===== Bijbehorende records =====

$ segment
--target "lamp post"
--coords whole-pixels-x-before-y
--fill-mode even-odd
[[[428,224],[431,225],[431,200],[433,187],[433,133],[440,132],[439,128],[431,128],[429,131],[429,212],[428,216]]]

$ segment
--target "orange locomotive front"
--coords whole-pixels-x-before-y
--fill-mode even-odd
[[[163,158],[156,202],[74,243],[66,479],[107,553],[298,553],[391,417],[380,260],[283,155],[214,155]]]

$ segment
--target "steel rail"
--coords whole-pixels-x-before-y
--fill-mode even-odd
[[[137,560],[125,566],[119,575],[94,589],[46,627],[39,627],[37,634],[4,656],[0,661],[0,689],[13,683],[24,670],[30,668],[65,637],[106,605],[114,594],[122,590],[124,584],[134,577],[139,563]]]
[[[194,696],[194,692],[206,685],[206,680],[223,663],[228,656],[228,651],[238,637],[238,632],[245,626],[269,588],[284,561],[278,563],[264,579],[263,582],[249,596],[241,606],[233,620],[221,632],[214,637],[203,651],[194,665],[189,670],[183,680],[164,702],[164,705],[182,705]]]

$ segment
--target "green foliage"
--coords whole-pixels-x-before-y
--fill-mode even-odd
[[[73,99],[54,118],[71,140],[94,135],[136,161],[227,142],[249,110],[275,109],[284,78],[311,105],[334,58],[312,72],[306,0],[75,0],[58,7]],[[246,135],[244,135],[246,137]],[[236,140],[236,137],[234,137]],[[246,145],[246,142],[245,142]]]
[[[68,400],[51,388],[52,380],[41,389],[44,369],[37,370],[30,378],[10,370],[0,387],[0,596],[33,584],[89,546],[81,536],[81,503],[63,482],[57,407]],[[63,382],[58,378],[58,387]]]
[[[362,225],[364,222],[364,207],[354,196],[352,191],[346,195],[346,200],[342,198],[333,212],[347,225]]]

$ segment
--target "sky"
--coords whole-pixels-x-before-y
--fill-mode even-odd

=====

§ **Doel**:
Zet alle regels van de records hierboven om in een genummerde lijst en laat daarbij de lege regels weg.

§ **Uitgevoerde opdracht**:
1. $ segment
2. --target "lamp post"
3. --coords whole-pixels-x-before-y
4. --fill-mode even-odd
5. [[[428,224],[431,225],[431,200],[433,187],[433,133],[440,132],[439,128],[431,128],[429,131],[429,212],[428,216]]]
6. $ segment
7. --target "orange locomotive front"
8. --coords whole-pixels-x-before-y
9. --fill-mode even-odd
10. [[[163,158],[156,202],[74,243],[66,479],[107,553],[298,553],[391,417],[380,260],[283,155],[214,155]]]
11. $ segment
12. --target "steel rail"
13. --coords whole-pixels-x-before-y
14. --fill-mode even-odd
15. [[[137,560],[125,566],[119,575],[94,589],[46,627],[39,627],[37,634],[4,656],[0,661],[0,689],[13,683],[24,670],[30,668],[65,637],[106,605],[114,594],[122,590],[124,584],[134,577],[139,563]]]
16. [[[194,696],[194,692],[206,685],[206,680],[223,663],[228,656],[228,651],[238,637],[238,632],[245,626],[269,588],[284,561],[278,563],[264,579],[263,582],[249,596],[241,606],[233,620],[221,632],[214,637],[203,651],[194,665],[189,670],[183,680],[164,702],[164,705],[182,705]]]
17. $ segment
18. --target "green foliage"
19. --coords whole-pixels-x-before-y
20. --fill-mode even-odd
21. [[[73,99],[54,118],[71,140],[94,135],[136,161],[227,142],[249,110],[275,109],[284,78],[311,105],[334,58],[312,72],[306,0],[75,0],[58,7]],[[246,135],[244,135],[246,137]],[[236,140],[236,137],[234,137]],[[246,145],[246,142],[245,142]]]
22. [[[68,400],[51,388],[52,380],[41,389],[44,369],[37,370],[30,378],[10,370],[0,387],[0,596],[33,584],[89,546],[81,536],[81,503],[63,482],[57,407]],[[63,382],[58,378],[58,387]]]
23. [[[362,225],[364,222],[364,207],[354,196],[352,191],[346,195],[346,200],[342,198],[333,212],[347,225]]]
24. $ segment
25. --target "sky"
26. --coords whole-pixels-x-before-y
27. --fill-mode even-odd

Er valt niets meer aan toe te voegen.